-- INSTRUCTIONS --
• A. Using the news report on Germany's coronavirus response, explain in one to three sentences why the epidemic could throw Germany into a recession.
• B. Continue the news report on Germany's coronavirus response from its last sentence.

-- EXTRACT TO READ --
============================================================
BERLIN (Reuters) - Finance Minister Olaf Scholz told lawmakers on Wednesday that Germany would have “all the strength” needed to counter the impact of the coronavirus if the epidemic plunged the world economy into a crisis, two participants told Reuters.
If such a worst case scenario should materialize, the government’s fiscal measures would be “timely, targeted, temporary”, Scholz said in a closed-door meeting of the Bundestag lower house of parliament’s finance committee, according to two participants.
“We’re prepared and ready to act decisively,” Scholz, a Social Democrat, was quoted as saying.
Germany has now reported 240 cases of the virus, which emerged in China late last year and is spreading around the world. It has killed nearly 3,200 people, though Germany has not reported a fatal case yet.
China is Germany’s biggest trading partner and its manufacturers depend on both Chinese demand and supply chains.
The epidemic is expected to weaken German domestic demand which could throw Europe’s largest economy into a recession. Gross domestic product already stagnated in the fourth quarter of last year as exports fell.
Economy Minister Peter Altmaier, a conservative, said on Tuesday the government was helping small- and mid-sized firms affected by the virus to bridge sudden liquidity problems and avoid lay-offs through existing labour market instruments.
============================================================
-- EXCERPTED DATA --
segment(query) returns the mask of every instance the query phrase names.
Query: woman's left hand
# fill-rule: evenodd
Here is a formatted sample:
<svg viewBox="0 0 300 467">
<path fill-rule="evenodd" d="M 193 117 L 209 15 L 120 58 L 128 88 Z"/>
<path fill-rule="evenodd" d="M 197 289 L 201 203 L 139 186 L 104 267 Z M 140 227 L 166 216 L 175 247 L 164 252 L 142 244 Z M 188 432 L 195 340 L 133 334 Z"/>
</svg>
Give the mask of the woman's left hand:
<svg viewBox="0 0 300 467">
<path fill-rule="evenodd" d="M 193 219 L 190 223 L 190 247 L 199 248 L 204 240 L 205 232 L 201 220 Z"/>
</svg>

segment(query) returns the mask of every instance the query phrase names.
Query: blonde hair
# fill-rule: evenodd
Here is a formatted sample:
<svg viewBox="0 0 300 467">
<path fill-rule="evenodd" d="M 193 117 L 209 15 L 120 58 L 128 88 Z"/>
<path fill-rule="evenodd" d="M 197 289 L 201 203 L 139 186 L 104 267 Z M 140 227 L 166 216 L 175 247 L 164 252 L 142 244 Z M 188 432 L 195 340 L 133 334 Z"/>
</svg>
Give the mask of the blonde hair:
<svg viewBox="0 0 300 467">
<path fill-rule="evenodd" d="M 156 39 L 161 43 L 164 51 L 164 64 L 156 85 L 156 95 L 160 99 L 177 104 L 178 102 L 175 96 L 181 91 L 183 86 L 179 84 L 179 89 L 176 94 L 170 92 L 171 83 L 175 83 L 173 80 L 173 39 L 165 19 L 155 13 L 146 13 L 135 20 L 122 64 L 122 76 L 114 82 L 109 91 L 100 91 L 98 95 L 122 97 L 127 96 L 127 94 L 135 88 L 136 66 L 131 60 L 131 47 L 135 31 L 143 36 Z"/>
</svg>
============================================================
-- EXERCISE RESPONSES --
• A. The epidemic is expected to weaken German domestic demand, which could throw Europe's largest economy into a recession. The economy was already weak, since gross domestic product stagnated in the fourth quarter of last year as exports fell.

• B.
Budget experts estimate that the government has the fiscal room for additional measures worth at least 17 billion euros ($18.9 billion). Some officials say that Berlin could even put together a stimulus package worth up to 50 billion euros, without ditching the government’s policy of no new debt.
Scholz has suggested increasing public investment in infrastructure by 12 billion euros until 2024. He has also proposed pulling forward the already agreed abolition of an income tax surcharge by six months, which would cost the federal government some 5 billion euros.
Chancellor Angela Merkel’s conservatives are split over whether Germany should launch a fiscal stimulus package now to counter any impact of the coronavirus on the economy.
Senior party members are expected to discuss potential measures at a coalition meeting on Sunday.